Instruction - Please repeat all of the records below word for word, leaving out the pictures.

____ Dataset

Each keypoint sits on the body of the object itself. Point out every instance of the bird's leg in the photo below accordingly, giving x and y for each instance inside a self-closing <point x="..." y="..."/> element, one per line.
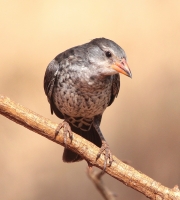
<point x="66" y="131"/>
<point x="105" y="147"/>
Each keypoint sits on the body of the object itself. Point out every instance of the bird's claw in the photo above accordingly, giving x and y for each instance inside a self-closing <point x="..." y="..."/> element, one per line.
<point x="107" y="155"/>
<point x="66" y="131"/>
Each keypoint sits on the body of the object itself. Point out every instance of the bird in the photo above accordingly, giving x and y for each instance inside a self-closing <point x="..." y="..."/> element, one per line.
<point x="80" y="83"/>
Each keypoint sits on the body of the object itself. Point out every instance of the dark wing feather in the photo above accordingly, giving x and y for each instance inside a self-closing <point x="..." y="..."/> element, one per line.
<point x="49" y="82"/>
<point x="115" y="87"/>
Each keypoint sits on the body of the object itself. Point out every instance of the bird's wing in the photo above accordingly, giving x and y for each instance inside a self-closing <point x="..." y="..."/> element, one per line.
<point x="115" y="87"/>
<point x="49" y="81"/>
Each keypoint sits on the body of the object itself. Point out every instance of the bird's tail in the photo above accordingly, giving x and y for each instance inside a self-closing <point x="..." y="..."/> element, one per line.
<point x="91" y="135"/>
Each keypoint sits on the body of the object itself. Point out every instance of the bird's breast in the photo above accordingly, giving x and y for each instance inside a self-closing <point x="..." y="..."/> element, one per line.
<point x="77" y="97"/>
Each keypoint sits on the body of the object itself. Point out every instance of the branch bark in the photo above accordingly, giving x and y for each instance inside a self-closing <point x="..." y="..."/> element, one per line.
<point x="119" y="170"/>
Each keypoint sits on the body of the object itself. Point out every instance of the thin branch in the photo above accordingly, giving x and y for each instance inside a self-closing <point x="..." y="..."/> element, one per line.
<point x="119" y="170"/>
<point x="96" y="178"/>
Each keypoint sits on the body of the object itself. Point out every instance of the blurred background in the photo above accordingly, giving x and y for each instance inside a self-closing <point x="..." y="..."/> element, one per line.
<point x="143" y="124"/>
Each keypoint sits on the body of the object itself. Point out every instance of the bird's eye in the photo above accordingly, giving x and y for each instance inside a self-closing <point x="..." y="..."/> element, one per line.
<point x="108" y="54"/>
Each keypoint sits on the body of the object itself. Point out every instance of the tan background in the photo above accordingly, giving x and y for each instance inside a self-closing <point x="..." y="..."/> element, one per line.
<point x="143" y="125"/>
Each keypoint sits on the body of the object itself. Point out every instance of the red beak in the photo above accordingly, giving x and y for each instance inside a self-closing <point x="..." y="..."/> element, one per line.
<point x="122" y="67"/>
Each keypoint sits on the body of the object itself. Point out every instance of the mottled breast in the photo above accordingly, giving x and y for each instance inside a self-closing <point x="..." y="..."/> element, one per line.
<point x="81" y="95"/>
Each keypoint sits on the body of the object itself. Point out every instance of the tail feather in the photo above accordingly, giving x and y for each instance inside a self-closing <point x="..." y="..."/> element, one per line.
<point x="91" y="135"/>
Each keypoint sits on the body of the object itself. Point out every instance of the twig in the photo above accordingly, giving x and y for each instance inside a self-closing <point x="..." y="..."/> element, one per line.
<point x="119" y="170"/>
<point x="96" y="178"/>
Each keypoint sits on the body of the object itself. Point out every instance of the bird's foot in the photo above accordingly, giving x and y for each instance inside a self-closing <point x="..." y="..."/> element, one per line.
<point x="66" y="131"/>
<point x="107" y="154"/>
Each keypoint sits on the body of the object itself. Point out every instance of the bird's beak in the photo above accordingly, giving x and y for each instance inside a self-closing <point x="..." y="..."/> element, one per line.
<point x="122" y="67"/>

________

Solution for this exercise -
Each keypoint sits on the body of the object itself. Point out every instance of the bird's leg in the photo below accordingly, giving x and y for each instance inside a self-closing <point x="..." y="..."/> element, one per line.
<point x="66" y="131"/>
<point x="105" y="147"/>
Each keypoint sits on the body of the object itself. Point out every instance of the bird's claw in the photo above accordingly, giving x and y for each instance inside a self-closing <point x="..." y="..."/> element, one per line.
<point x="107" y="155"/>
<point x="66" y="131"/>
Each keypoint sits on the body of the object itself. Point out every instance of the bird in the photo above accordingly, giving x and y for each instance inside a self-closing <point x="..." y="..."/> element, one per line.
<point x="80" y="83"/>
Each keypoint sits on the body of the object itself. Point out every instance of the dark wing feather in the photo above accordingly, giving x and y for each instance inside a self-closing <point x="..." y="..."/> element, one per line.
<point x="49" y="82"/>
<point x="115" y="87"/>
Each keypoint sits on the body of the object itself. Point out every instance of the bird's wing in the photo above accordingly, giving x and y for each instance inside a self-closing <point x="..." y="..."/> element, one per line.
<point x="115" y="87"/>
<point x="49" y="81"/>
Each keypoint sits on the body of the object itself. Point out every instance of the bird's tail in the photo above accordingly, giving x and y for each instance inside a self-closing <point x="..." y="..."/> element, one per line.
<point x="91" y="135"/>
Each keypoint sits on the body of the object itself. Point out every instance of the bird's breast in the photo above accordingly, giving x and y for each instance inside a self-closing <point x="..." y="..."/> element, one per line.
<point x="77" y="97"/>
Each keypoint sits on the body of the object itself. Point out every instance of the branch bark in the photo above accordingly, giving x and y for each instance inside a self-closing <point x="..." y="..."/> element, one per line.
<point x="119" y="170"/>
Each keypoint sits on the body of the object itself. Point out every instance of the thin branch in the photo above accordingly, giving x and y for each instance inside a self-closing <point x="..." y="..."/> element, one per line.
<point x="119" y="170"/>
<point x="96" y="178"/>
Each keypoint sits on the body of the object itself. Point out every instance of the blurred background in the photo above accordingly, giving x and y for each instance inside a self-closing <point x="..." y="..."/> element, one per line.
<point x="143" y="124"/>
Each keypoint sits on the body of the object itself. Point out every instance of the bird's eye in the photo above accordingly, giving x and y for each instance inside a self-closing <point x="..." y="..."/> element, one per line.
<point x="108" y="54"/>
Each keypoint sits on the body of the object itself. Point out every instance of the tan background in the photo above accordingly, giving x and y for each instance inside a self-closing <point x="..." y="..."/> element, one per line.
<point x="143" y="125"/>
Each keypoint sits on the body of the object itself. Point out every instance of the red beak in the photo above accordingly, giving x and y for each instance inside a self-closing <point x="..." y="..."/> element, one per line.
<point x="122" y="67"/>
Each keypoint sits on the body of the object itself. Point out every instance of the mottled breast in the photo above accordingly, giving x and y for each instance inside a self-closing <point x="..." y="..."/> element, one per line.
<point x="81" y="95"/>
Each keypoint sits on the body of the object itself. Point out every instance of the tail feather in the photo above accordingly, giving x and y for each instance inside a self-closing <point x="..." y="..."/> element, one per line.
<point x="91" y="135"/>
Each keypoint sits on the body of the object itself. Point out every instance of the twig in the photo above accordingly, giving x and y for each instance inside a self-closing <point x="..." y="..."/> element, one per line.
<point x="119" y="170"/>
<point x="96" y="178"/>
Each keypoint sits on the body of the object itself. Point out every instance of the bird's foot in the photo above accordingly, giving x and y for each instance inside a self-closing <point x="..." y="..."/> element, one per line.
<point x="66" y="131"/>
<point x="107" y="154"/>
Each keypoint sits on the body of the object itself. Point out every instance of the bird's beak in the photo above accordingly, giving x and y for each instance inside a self-closing <point x="..." y="..."/> element, one per line.
<point x="122" y="67"/>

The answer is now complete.